== THE TASK ==
Rewrite the stretch of records below from the line containing "Expected: for each instance of the road" through the end of the records, replacing "pointer" with "cursor" and leaving all else unchanged.

———

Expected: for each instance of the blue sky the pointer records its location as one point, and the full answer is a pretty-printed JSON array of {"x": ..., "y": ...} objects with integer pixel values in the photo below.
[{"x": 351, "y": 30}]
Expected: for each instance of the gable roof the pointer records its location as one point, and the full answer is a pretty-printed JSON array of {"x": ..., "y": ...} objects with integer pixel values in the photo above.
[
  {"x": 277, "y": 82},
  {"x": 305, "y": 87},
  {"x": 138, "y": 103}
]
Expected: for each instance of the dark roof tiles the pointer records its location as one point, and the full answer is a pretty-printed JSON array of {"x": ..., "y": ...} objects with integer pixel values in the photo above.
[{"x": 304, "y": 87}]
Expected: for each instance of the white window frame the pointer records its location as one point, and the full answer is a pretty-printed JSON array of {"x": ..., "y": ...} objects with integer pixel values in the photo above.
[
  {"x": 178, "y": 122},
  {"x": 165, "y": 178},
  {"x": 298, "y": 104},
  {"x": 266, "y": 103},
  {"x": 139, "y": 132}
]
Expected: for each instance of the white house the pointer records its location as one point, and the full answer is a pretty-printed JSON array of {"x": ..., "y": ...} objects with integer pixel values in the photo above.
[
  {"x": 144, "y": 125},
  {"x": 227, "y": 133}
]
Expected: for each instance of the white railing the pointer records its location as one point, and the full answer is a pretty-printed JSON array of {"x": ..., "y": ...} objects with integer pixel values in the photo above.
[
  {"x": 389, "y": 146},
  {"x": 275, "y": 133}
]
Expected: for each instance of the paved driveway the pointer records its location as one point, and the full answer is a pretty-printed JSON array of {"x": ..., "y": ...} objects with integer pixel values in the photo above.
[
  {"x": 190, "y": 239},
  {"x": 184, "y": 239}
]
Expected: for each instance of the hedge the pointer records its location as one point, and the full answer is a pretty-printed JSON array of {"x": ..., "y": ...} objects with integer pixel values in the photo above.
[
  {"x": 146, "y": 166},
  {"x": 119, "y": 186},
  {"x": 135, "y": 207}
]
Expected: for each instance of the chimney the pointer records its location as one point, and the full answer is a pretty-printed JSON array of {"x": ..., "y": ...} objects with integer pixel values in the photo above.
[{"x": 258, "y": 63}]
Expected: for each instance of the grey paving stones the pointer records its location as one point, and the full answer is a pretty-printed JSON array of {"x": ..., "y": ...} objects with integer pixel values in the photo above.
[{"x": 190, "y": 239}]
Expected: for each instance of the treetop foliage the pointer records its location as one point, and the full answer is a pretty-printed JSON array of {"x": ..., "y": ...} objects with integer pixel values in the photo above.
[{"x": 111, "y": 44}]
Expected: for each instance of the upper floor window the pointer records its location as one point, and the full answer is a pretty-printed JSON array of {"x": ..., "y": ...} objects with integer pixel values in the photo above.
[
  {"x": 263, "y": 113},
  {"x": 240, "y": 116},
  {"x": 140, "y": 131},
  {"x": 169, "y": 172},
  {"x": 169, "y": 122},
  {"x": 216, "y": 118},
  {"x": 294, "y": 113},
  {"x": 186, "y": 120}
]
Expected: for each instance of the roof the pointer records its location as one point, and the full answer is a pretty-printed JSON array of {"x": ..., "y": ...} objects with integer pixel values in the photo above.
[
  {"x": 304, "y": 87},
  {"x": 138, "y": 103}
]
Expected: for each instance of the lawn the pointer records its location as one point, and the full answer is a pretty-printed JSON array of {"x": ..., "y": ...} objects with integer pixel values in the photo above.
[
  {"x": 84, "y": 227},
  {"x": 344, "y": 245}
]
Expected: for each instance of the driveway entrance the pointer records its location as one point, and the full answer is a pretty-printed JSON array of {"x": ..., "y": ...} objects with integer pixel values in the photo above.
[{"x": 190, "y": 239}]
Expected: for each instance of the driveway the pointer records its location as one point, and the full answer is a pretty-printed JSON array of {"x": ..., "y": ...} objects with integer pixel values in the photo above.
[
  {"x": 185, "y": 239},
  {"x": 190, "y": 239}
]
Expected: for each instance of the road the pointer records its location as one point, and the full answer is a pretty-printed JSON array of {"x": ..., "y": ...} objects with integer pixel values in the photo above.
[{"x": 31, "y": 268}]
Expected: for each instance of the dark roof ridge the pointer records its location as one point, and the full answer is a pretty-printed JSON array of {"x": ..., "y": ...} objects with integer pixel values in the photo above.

———

== ANSWER FOR THE TASK ==
Expected: for each instance of the road the cursor records its location as one point, and the full answer is a pretty-printed JSON array of {"x": ..., "y": ...} objects with integer pixel values in the photo above.
[{"x": 31, "y": 268}]
Expected: for each instance of the dark roof ridge the cursor records its location as one point, and the full answer is a pretty-printed JSON array of {"x": ..., "y": ...} objects with integer pixel values in the photo above.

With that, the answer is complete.